# [To do]
1. From the faculty profile, print everything from "He was inaugurated" down to "Institute on Aging.".
2. Using the faculty profile, answer each question briefly:
(a) What professorship was Dr. Maust inaugurated into earlier this year?
(b) How large is the cooperative agreement that established the National Dementia Workforce Study?
(c) Which NIH institute is the partner in that agreement?
[Opening Given text section]
September 19, 2024

Faculty Profile: Donovan Maust, M.D., M.S.

Geriatric psychiatrist and health services researcher

Donovan Maust, M.D., M.S.

Dr. Donovan Maust is one of the few fellowship-trained geriatric psychiatrist health services researchers in the country. His work focuses on how the health care system provides care to persons living with dementia and the extent to which this care is determined by the clinicians who happen to be providing the care. A consistent area of his research has been psychotropic prescribing to older adults, though this has expanded to more broadly address the health care workforce caring for persons living with dementia (PLWD).

He was inaugurated earlier this year as the Department of Psychiatry’s first Williard C. Blackney Jr. and Geraldine LaTendresse Blackney Research Professor of Geriatric Psychiatry. He is also Associate Director for Research of the department’s Geriatric Psychiatry Program, one of the country’s largest academic geriatric psychiatry groups.

With colleagues at the University of California San Francisco, the U-M Survey Research Center, and elsewhere, Dr. Maust is co-leading the National Dementia Workforce Study (NDWS), a family of surveys of the professional dementia care workforce established in fall 2023 through an $81 million cooperative agreement with the NIH’s National Institute on Aging.

NDWS is conducting multiple annual, national surveys of community clinicians (e.g., physicians and nurse practitioners in primary care and psychiatry), and nursing home, assisted living, and home health care staff and administrators. Surveys are designed to help a broad network of researchers understand the composition and training of this large and diverse workforce, including physicians, advanced practice providers, nurses, and direct care workers. Survey data will have the potential for linkage with a host of other data sources, including beneficiary-level Medicare claims, to create an unprecedented data resource.
[Closing Given text section]
[Opening Dataset section]
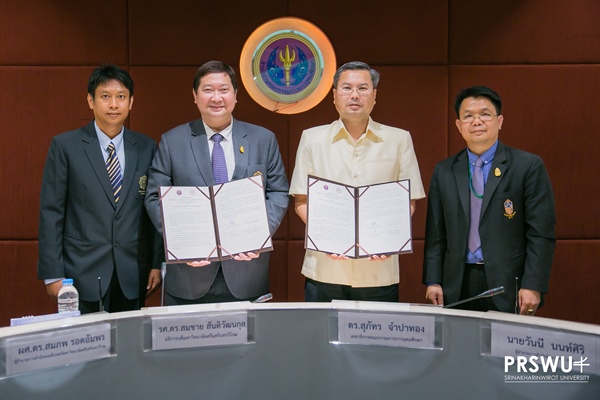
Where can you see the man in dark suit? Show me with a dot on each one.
(92, 218)
(490, 217)
(184, 159)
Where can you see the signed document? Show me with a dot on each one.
(358, 221)
(216, 222)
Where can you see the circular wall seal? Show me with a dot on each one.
(287, 65)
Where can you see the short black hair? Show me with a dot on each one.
(356, 66)
(478, 91)
(214, 67)
(106, 73)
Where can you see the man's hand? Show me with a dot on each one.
(529, 301)
(153, 280)
(435, 294)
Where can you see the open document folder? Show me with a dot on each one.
(358, 221)
(216, 222)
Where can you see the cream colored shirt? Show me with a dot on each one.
(382, 154)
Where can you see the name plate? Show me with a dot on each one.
(51, 349)
(538, 345)
(187, 331)
(397, 330)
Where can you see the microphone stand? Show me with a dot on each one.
(487, 293)
(163, 272)
(100, 305)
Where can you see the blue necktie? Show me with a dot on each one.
(476, 200)
(218, 160)
(114, 171)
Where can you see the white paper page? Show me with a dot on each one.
(242, 216)
(384, 223)
(331, 219)
(188, 228)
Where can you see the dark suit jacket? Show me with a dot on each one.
(183, 159)
(517, 242)
(82, 234)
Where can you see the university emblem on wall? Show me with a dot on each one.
(287, 65)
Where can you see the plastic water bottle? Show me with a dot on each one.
(68, 297)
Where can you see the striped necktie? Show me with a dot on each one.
(218, 160)
(114, 171)
(476, 200)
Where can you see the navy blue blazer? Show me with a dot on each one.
(83, 234)
(183, 159)
(516, 226)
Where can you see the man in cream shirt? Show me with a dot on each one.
(354, 150)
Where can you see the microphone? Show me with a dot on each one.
(163, 272)
(487, 293)
(264, 298)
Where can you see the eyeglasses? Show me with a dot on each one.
(362, 91)
(483, 117)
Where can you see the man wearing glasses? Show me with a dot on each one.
(490, 217)
(354, 150)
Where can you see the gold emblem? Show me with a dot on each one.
(509, 210)
(143, 184)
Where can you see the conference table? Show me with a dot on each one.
(338, 350)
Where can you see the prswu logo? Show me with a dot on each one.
(545, 364)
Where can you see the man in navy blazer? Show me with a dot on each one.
(103, 240)
(513, 244)
(184, 159)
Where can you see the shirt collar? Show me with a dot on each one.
(226, 133)
(105, 140)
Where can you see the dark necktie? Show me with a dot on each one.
(218, 160)
(114, 171)
(476, 200)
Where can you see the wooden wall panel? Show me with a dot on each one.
(20, 292)
(548, 111)
(382, 32)
(63, 32)
(524, 32)
(183, 32)
(573, 294)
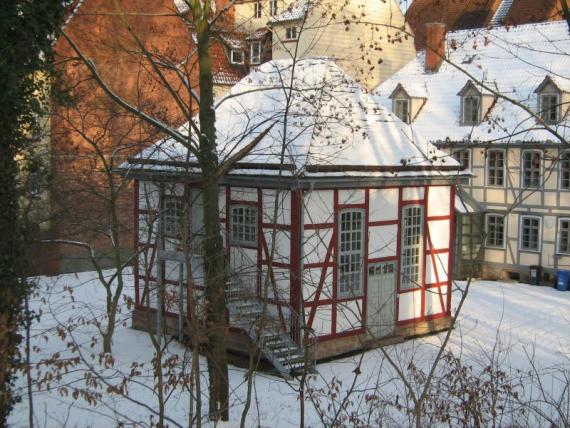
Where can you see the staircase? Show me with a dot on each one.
(272, 332)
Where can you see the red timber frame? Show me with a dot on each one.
(296, 268)
(330, 260)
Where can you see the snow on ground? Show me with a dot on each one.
(507, 323)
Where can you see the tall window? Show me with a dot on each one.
(549, 107)
(564, 236)
(462, 156)
(291, 33)
(236, 56)
(257, 10)
(350, 250)
(412, 241)
(496, 168)
(243, 225)
(471, 110)
(530, 233)
(531, 169)
(172, 216)
(255, 57)
(565, 171)
(402, 109)
(273, 8)
(495, 230)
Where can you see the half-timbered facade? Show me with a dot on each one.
(338, 223)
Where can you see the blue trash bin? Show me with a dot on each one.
(562, 280)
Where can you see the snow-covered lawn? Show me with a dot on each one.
(516, 328)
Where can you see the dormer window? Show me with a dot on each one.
(257, 9)
(476, 103)
(407, 101)
(402, 109)
(550, 99)
(236, 56)
(471, 110)
(291, 33)
(273, 9)
(255, 53)
(549, 107)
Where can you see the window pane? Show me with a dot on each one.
(350, 253)
(412, 233)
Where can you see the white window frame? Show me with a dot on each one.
(232, 57)
(171, 218)
(412, 255)
(398, 103)
(243, 225)
(564, 165)
(255, 59)
(464, 104)
(559, 236)
(351, 243)
(291, 33)
(488, 167)
(257, 10)
(522, 218)
(533, 170)
(488, 235)
(545, 112)
(273, 7)
(457, 156)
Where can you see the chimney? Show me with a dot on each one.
(435, 46)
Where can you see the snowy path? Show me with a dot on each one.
(529, 319)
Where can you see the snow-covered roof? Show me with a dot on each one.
(514, 61)
(334, 127)
(294, 12)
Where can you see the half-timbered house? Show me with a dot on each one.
(338, 223)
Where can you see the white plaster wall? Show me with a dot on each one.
(409, 305)
(349, 316)
(315, 245)
(351, 196)
(382, 241)
(383, 204)
(433, 300)
(244, 194)
(318, 206)
(441, 263)
(439, 201)
(283, 199)
(439, 233)
(413, 193)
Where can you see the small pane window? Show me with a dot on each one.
(471, 110)
(255, 53)
(530, 233)
(291, 33)
(172, 212)
(402, 110)
(462, 156)
(273, 8)
(350, 243)
(531, 169)
(244, 224)
(564, 236)
(495, 230)
(549, 108)
(496, 168)
(257, 9)
(565, 171)
(412, 241)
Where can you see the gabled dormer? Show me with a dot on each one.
(552, 100)
(407, 102)
(476, 104)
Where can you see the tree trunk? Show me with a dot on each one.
(214, 263)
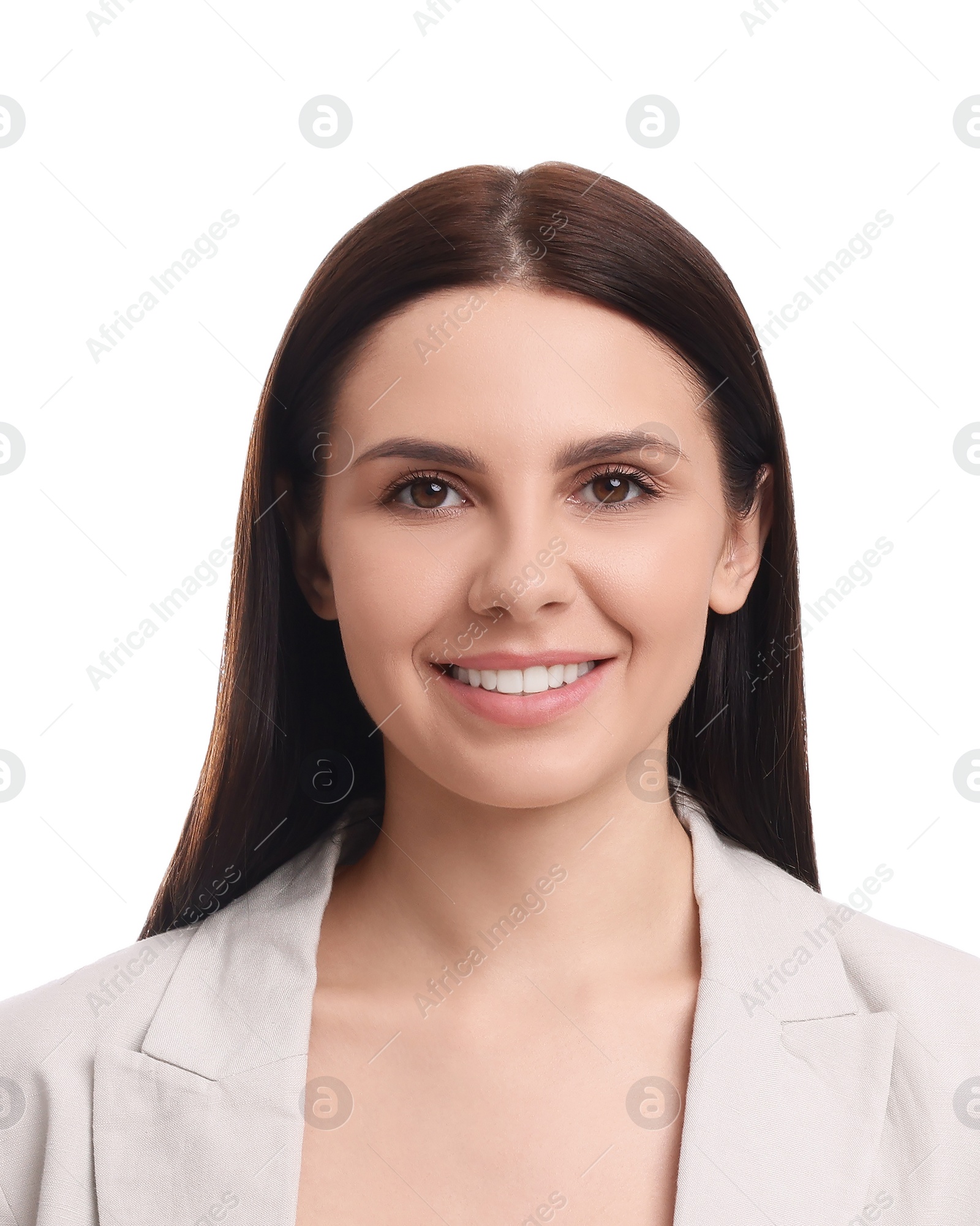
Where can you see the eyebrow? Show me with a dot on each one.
(587, 452)
(616, 444)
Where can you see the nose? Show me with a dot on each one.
(524, 570)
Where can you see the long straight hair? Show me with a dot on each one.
(287, 706)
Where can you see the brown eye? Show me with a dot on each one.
(429, 494)
(611, 488)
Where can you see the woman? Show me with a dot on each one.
(514, 678)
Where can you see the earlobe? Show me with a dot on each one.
(309, 566)
(742, 557)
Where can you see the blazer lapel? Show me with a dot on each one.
(204, 1122)
(786, 1100)
(790, 1072)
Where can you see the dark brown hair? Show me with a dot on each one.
(286, 698)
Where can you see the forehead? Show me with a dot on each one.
(519, 368)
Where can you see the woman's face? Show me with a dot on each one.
(522, 485)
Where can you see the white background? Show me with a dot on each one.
(792, 138)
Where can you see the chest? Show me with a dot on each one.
(525, 1107)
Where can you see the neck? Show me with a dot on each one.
(602, 882)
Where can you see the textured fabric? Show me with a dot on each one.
(832, 1075)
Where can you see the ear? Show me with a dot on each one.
(309, 566)
(742, 557)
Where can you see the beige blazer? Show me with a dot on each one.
(164, 1084)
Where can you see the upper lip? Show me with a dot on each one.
(498, 660)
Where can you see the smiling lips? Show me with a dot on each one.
(518, 692)
(524, 681)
[Closing Dataset section]
# [Expected results]
1.
He was inaugurated earlier this year as the Department of Psychiatry’s first Williard C. Blackney Jr. and Geraldine LaTendresse Blackney Research Professor of Geriatric Psychiatry. He is also Associate Director for Research of the department’s Geriatric Psychiatry Program, one of the country’s largest academic geriatric psychiatry groups.

With colleagues at the University of California San Francisco, the U-M Survey Research Center, and elsewhere, Dr. Maust is co-leading the National Dementia Workforce Study (NDWS), a family of surveys of the professional dementia care workforce established in fall 2023 through an $81 million cooperative agreement with the NIH’s National Institute on Aging.

2.
(a) The Department of Psychiatry's first Williard C. Blackney Jr. and Geraldine LaTendresse Blackney Research Professor of Geriatric Psychiatry.
(b) $81 million.
(c) The National Institute on Aging.